## Prompt:
Could you extract every line of the items below word for word, omitting the pictures from your answer?

(Excerpts from a point labeling dataset)
________

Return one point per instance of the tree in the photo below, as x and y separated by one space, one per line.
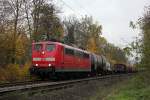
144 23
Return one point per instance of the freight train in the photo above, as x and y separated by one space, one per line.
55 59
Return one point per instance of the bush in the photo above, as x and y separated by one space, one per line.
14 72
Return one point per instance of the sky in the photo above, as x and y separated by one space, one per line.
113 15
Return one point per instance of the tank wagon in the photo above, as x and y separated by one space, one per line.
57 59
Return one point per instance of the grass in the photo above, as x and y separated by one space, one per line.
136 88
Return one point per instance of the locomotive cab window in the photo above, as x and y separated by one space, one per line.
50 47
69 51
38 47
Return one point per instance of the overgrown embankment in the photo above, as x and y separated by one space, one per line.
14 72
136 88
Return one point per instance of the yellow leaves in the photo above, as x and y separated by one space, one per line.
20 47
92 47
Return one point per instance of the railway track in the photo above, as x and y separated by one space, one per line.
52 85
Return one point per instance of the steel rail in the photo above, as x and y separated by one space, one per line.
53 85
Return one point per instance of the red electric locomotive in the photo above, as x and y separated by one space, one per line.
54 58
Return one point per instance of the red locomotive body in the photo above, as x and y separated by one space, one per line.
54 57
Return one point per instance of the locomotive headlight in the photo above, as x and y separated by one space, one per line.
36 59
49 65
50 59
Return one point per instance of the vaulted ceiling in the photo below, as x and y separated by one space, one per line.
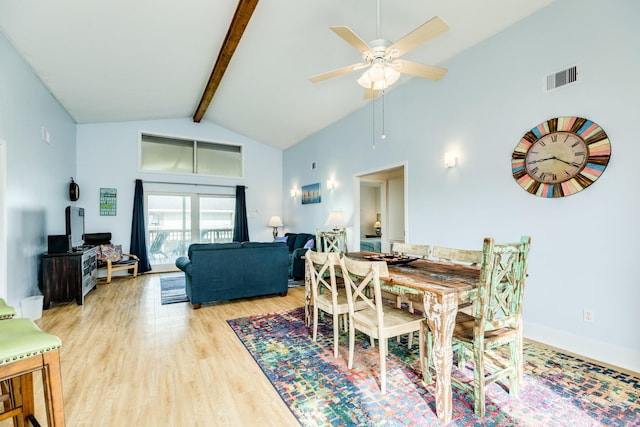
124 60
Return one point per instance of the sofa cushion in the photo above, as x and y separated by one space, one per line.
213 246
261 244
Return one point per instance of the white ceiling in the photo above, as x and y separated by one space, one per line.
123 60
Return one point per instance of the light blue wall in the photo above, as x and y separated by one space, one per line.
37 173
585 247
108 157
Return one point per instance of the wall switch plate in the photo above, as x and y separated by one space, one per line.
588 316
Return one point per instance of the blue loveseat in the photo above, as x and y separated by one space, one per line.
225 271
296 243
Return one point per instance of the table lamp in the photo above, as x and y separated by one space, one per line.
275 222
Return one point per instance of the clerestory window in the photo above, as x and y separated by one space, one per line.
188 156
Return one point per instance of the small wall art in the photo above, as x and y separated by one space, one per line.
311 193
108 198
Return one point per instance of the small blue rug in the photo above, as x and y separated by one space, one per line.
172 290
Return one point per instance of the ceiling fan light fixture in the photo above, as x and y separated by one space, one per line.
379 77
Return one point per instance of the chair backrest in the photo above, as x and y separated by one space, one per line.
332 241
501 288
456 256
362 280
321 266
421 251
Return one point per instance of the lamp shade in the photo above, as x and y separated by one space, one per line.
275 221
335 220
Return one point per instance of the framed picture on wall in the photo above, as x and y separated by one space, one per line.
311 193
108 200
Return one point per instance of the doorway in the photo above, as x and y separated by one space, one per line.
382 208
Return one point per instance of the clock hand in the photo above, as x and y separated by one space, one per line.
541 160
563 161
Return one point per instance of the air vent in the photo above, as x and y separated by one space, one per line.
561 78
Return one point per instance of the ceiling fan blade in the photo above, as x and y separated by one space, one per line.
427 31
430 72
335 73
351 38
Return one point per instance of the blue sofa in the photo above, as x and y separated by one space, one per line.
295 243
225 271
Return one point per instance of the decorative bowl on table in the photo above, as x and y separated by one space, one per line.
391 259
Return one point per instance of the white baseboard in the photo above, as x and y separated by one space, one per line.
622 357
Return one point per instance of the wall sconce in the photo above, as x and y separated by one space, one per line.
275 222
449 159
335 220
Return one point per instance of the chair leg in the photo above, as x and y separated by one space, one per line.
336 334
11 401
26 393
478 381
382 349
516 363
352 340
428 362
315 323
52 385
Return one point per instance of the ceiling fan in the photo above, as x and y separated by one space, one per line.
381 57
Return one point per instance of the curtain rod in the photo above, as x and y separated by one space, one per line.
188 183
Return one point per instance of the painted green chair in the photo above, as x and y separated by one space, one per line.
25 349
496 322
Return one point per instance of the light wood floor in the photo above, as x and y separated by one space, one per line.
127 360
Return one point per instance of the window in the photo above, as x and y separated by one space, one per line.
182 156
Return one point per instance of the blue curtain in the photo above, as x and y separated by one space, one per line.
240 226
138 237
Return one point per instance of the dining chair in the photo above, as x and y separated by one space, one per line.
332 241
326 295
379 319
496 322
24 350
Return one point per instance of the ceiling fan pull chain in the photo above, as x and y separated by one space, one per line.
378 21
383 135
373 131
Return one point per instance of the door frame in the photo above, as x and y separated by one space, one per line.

________

## Task result:
Return one point per instance of the tree in the photo below, as x and y separated by one space, one per line.
144 23
Return one point per instance of the freight train in the photo above, as x and y separated by one space, one per line.
55 59
Return one point per instance of the bush in the photo above, as x and y separated by one space, one per line.
14 72
Return one point per instance of the sky in the photo above, as x and y separated by one space, one per line.
113 15
Return one point per instance of the tank wagon in the photo above, as x and y separated by one space, one per line.
57 59
Return one point per instance of the grass in the photo above, as x and y separated by one space, one per line.
136 88
Return one point per instance of the locomotive cab window in the photo above, as x and y separated by one space, one per line.
50 47
69 51
38 47
Return one point per instance of the overgrown embankment in the photo above, as x and y separated by one space, one per line.
14 72
136 88
Return one point per instance of the yellow leaves in the photo above, as x and y separated by one space, one per line.
20 47
92 47
Return one point per instance of the railway track in the photo above, as x and y separated by one space, one per line.
52 85
Return one point per instance of the steel rail in the photo above, as x and y separated by one space, one per line.
53 85
Return one point per instance of the red electric locomotive in the photo above, as x and y separated by one space, one per line.
54 58
Return one point per instance of the red locomotive body in the photo above, as x and y separated by one space, one per line.
54 57
Return one point per instance of the locomotive headlight in the photo above, as x and y separated by one space, one per line.
36 59
49 65
50 59
Return one point per instance of the vaulted ceiling in the photo below, as x and y separated by one space, one per line.
124 60
Return one point per instance of the sofa cushion in the photo above, as x and y separated by one space, one per line.
213 246
261 244
Return one point per instance of the white ceiling in the photo above, as x and y separated by one space, one per line.
123 60
Return one point per instance of the light blue wall in the photo above, as x and y separated by one space, one per line.
37 173
585 247
108 157
Return one point per instance of the wall switch plate in the photo above, as x and y separated by one space, one per line.
588 316
Return one point per instance of the blue loveseat in the photo above, as x and y separated by one space, one per line.
225 271
296 243
Return one point per instance of the table lamp in the photo above, as x and y separated by one space, one per line.
275 222
Return one point per instance of the clerestory window in the photo above, as x and y separated by one space, one per line.
188 156
Return one point per instance of the small wall art in the photo above, as x and y separated by one space, one per line.
311 193
108 198
Return one point per instance of the small blue rug in the photo above, as x and y separated by one space, one per line.
172 290
Return one point per instance of the ceiling fan light fixture in the photo above, as x and y separated by one space, one per line.
379 77
Return one point per instance of the chair backrest in the photo above, as x and y separated by one space, one per line.
332 241
501 288
456 256
362 280
321 266
421 251
Return one point per instance of the lamp shade in the photo above, as x and y separated by one space, one per line.
275 221
335 220
Return one point per instance of the framed picture on wall in the photo above, as x and y separated by one space, one per line.
311 193
108 200
Return one point per instance of the doorway in the photo above, as x and y separated by one space, one per line.
382 208
Return one point per instance of the clock hand in the photo above, as x and y separated by one space, one per line.
541 160
563 161
Return one point per instance of the air vent in the photo above, as x and y separated by one space, one per line.
561 78
Return one point per instance of the ceiling fan blade in the photo above, as x and y separated by one space, one per line.
427 31
430 72
335 73
351 38
Return one point per instance of the blue sofa in the photo above, as x and y separated by one space, one per line.
295 243
225 271
Return one point per instance of the decorative bowl on table in the photo above, as x and y separated by one space, one per line.
391 259
Return one point per instance of the white baseboard in the photo above, as x and y separated by one space, one per line.
622 357
Return one point per instance of the wall sconce in the photo above, as x and y separated by one space, one per line.
275 222
449 159
335 220
Return one point per instance of the chair leg in the photo above, as x and y separated by one space, one per line.
336 334
11 401
26 393
478 381
382 349
516 363
352 340
428 362
315 323
52 385
Return one point per instance of the ceiling fan in the photo above, as x and y separated by one space, one per line.
381 57
Return one point per instance of the curtain rod in the photo above, as x and y separated by one space, one per line.
188 183
Return one point per instance of the painted green chair in the photo above, as x and y separated by one space, one per line.
25 349
496 322
Return one point per instance of the light wood floor in the photo above, as x and y separated by one space, one per line.
127 360
Return one point per instance of the window in the photo above, as x and y separated by one space, one per line.
182 156
Return one point per instance of the blue curtain in the photo above, as x and y separated by one space, one per line.
240 226
138 237
Return one point per instance of the dining chair in the photo above, as x and y separated by one space, one per line.
332 241
326 295
379 319
496 322
24 350
Return one point per instance of the ceiling fan pull chain in the photo above, as x and y separated by one space, one per line.
378 21
383 135
373 131
Return one point per instance of the door frame in the photo above, as x and y separated by one space, one per line.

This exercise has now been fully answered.